Top of DATA IN THIS EXERCISE
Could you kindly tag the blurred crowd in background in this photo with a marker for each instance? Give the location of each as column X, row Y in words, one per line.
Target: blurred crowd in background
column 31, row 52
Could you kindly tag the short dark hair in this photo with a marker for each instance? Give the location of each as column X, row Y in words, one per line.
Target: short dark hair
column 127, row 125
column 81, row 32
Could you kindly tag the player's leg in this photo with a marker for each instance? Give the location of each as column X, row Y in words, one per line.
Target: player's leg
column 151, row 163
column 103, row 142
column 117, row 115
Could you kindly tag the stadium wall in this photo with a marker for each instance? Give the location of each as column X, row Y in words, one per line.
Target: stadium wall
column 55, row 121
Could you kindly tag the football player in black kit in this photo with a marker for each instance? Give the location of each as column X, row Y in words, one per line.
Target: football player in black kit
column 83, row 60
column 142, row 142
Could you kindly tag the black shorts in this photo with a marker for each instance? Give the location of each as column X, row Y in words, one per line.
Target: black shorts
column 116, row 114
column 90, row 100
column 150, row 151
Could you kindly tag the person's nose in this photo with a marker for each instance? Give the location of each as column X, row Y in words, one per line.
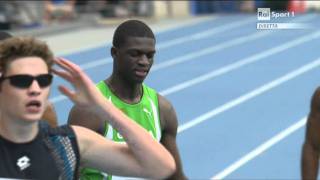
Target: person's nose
column 34, row 88
column 144, row 60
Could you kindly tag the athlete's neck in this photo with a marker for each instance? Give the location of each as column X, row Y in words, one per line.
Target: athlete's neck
column 128, row 92
column 18, row 131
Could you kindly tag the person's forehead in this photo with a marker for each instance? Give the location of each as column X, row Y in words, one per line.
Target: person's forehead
column 28, row 65
column 139, row 41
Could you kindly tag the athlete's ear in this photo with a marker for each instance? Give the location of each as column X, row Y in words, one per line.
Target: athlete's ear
column 113, row 52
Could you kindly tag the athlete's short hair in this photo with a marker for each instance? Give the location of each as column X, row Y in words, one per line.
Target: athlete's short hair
column 19, row 47
column 131, row 28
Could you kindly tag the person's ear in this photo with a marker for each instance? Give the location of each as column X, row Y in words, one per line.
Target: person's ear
column 113, row 52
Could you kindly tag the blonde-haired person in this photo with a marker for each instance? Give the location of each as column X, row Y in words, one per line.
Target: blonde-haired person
column 30, row 152
column 49, row 114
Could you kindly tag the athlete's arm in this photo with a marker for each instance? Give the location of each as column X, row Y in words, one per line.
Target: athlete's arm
column 50, row 116
column 169, row 125
column 311, row 146
column 82, row 117
column 140, row 156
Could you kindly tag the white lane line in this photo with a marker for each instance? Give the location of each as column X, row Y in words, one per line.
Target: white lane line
column 240, row 63
column 225, row 69
column 158, row 30
column 197, row 36
column 260, row 149
column 235, row 102
column 190, row 56
column 204, row 34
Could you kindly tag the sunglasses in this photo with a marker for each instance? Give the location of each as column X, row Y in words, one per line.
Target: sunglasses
column 24, row 81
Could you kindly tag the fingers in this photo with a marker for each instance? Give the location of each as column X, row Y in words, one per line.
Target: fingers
column 67, row 65
column 67, row 92
column 65, row 75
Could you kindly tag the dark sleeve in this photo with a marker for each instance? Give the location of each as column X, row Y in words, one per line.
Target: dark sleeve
column 65, row 150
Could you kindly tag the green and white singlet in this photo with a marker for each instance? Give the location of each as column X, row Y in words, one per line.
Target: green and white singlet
column 145, row 113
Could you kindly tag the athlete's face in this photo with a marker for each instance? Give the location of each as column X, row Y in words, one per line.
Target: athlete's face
column 135, row 58
column 20, row 100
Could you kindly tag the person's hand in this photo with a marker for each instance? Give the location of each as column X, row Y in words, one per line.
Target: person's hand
column 85, row 93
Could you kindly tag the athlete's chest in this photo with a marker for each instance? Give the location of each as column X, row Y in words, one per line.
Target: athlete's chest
column 27, row 161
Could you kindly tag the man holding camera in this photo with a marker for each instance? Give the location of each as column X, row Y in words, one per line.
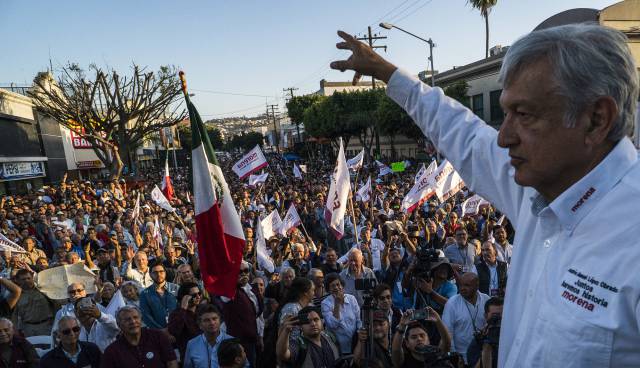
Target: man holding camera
column 314, row 348
column 483, row 351
column 411, row 347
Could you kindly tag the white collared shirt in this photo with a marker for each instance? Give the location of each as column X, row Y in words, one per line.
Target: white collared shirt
column 573, row 293
column 463, row 319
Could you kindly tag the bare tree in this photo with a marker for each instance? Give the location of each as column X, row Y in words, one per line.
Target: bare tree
column 114, row 113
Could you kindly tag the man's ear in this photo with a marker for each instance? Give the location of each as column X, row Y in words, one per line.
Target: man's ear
column 603, row 116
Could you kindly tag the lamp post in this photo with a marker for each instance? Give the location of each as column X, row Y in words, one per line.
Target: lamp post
column 429, row 41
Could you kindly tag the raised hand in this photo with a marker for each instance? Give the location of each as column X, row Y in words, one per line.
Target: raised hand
column 363, row 60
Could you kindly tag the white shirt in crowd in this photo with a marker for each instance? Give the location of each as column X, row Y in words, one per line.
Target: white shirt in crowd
column 571, row 298
column 349, row 321
column 463, row 319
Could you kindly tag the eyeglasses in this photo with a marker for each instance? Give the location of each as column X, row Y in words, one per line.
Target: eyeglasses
column 68, row 331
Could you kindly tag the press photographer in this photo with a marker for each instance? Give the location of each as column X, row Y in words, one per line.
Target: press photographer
column 483, row 350
column 411, row 344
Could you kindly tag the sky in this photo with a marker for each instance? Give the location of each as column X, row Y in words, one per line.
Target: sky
column 239, row 55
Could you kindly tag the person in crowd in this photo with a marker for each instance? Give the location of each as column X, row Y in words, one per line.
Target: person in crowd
column 34, row 311
column 138, row 346
column 340, row 312
column 71, row 352
column 503, row 248
column 240, row 314
column 15, row 351
column 381, row 348
column 317, row 277
column 463, row 313
column 96, row 325
column 492, row 273
column 355, row 271
column 202, row 350
column 411, row 337
column 461, row 254
column 483, row 350
column 231, row 354
column 312, row 348
column 183, row 325
column 158, row 300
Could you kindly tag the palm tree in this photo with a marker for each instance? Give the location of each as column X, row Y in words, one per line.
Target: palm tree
column 485, row 7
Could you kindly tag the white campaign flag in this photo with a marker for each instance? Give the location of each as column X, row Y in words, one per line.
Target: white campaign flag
column 447, row 181
column 337, row 197
column 254, row 160
column 271, row 224
column 160, row 199
column 472, row 205
column 356, row 162
column 264, row 259
column 6, row 244
column 421, row 191
column 257, row 179
column 364, row 193
column 296, row 172
column 291, row 220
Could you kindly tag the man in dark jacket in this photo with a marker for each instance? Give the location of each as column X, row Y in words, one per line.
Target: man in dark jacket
column 492, row 273
column 15, row 352
column 71, row 353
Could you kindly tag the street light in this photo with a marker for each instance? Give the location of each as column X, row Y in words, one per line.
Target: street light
column 389, row 26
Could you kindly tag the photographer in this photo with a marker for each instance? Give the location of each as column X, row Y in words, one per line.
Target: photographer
column 314, row 348
column 483, row 350
column 380, row 350
column 411, row 344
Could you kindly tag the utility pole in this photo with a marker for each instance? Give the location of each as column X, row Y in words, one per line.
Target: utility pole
column 370, row 38
column 275, row 128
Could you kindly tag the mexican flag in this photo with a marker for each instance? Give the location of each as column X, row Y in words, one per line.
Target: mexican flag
column 220, row 236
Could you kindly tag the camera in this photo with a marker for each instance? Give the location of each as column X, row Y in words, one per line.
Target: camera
column 365, row 284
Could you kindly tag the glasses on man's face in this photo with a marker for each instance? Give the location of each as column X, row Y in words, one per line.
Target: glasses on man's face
column 68, row 331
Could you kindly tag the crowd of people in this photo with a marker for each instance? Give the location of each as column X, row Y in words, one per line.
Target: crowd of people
column 370, row 298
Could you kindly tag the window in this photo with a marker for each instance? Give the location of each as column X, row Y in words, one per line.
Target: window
column 477, row 105
column 497, row 115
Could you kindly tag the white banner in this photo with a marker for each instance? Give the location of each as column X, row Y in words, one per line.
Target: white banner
column 249, row 163
column 296, row 172
column 337, row 197
column 291, row 220
column 447, row 181
column 421, row 191
column 257, row 179
column 364, row 194
column 472, row 205
column 160, row 199
column 271, row 224
column 356, row 163
column 264, row 260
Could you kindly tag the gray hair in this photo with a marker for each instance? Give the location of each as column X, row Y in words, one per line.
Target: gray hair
column 589, row 61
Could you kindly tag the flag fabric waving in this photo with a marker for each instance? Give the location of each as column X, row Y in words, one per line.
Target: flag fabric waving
column 364, row 193
column 271, row 224
column 337, row 197
column 356, row 163
column 291, row 220
column 472, row 205
column 220, row 236
column 296, row 172
column 421, row 191
column 160, row 199
column 251, row 162
column 257, row 179
column 167, row 187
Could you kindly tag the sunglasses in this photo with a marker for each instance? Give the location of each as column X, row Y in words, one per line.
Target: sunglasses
column 68, row 331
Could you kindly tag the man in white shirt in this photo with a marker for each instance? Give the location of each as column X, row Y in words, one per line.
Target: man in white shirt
column 565, row 173
column 464, row 313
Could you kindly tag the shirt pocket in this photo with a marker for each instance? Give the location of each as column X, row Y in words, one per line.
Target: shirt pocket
column 570, row 342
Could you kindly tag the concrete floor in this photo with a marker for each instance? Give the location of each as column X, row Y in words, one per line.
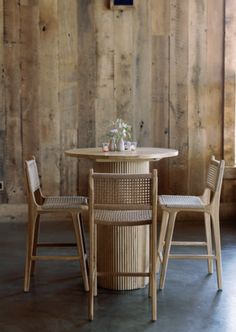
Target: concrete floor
column 57, row 302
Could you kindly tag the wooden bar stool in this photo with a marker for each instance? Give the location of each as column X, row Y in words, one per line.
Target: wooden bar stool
column 39, row 204
column 208, row 204
column 122, row 200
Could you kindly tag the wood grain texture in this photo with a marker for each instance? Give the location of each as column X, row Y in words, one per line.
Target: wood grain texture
column 68, row 91
column 178, row 94
column 12, row 82
column 142, row 70
column 87, row 73
column 105, row 110
column 2, row 107
column 197, row 111
column 230, row 83
column 29, row 64
column 71, row 67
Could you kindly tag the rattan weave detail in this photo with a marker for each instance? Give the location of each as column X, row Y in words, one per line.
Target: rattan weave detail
column 212, row 176
column 111, row 216
column 125, row 190
column 64, row 202
column 183, row 202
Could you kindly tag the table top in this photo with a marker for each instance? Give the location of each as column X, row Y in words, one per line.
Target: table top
column 144, row 153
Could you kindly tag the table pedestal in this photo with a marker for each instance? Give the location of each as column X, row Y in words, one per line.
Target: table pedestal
column 123, row 249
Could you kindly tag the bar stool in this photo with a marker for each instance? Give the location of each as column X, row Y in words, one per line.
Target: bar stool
column 39, row 204
column 122, row 200
column 208, row 204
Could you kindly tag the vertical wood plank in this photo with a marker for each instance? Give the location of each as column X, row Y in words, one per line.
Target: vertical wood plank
column 12, row 76
column 178, row 95
column 123, row 63
column 214, row 77
column 2, row 106
column 143, row 116
column 105, row 110
column 68, row 92
column 160, row 85
column 87, row 70
column 49, row 117
column 29, row 64
column 230, row 83
column 197, row 111
column 160, row 16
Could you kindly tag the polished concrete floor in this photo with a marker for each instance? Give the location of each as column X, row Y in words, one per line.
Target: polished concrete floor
column 57, row 302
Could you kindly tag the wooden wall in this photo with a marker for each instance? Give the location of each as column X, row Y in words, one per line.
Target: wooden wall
column 69, row 67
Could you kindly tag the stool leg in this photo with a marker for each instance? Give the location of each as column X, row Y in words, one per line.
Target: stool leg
column 36, row 239
column 169, row 236
column 91, row 271
column 164, row 223
column 153, row 229
column 80, row 247
column 207, row 218
column 216, row 231
column 33, row 217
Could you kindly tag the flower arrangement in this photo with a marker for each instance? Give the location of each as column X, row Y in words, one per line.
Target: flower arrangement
column 120, row 130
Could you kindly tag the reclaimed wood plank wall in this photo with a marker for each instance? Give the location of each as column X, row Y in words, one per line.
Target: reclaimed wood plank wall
Bottom of DATA IN THIS EXERCISE
__WHAT TO PRODUCE__:
Out of the records above, pull the lines that include the word "reclaimed".

__ANSWER FOR THIS EXERCISE__:
Could you kindly tag the reclaimed wood plank wall in this photo with a marker for each instance? Give the location of each as column X, row Y in words, one per line.
Target: reclaimed wood plank wall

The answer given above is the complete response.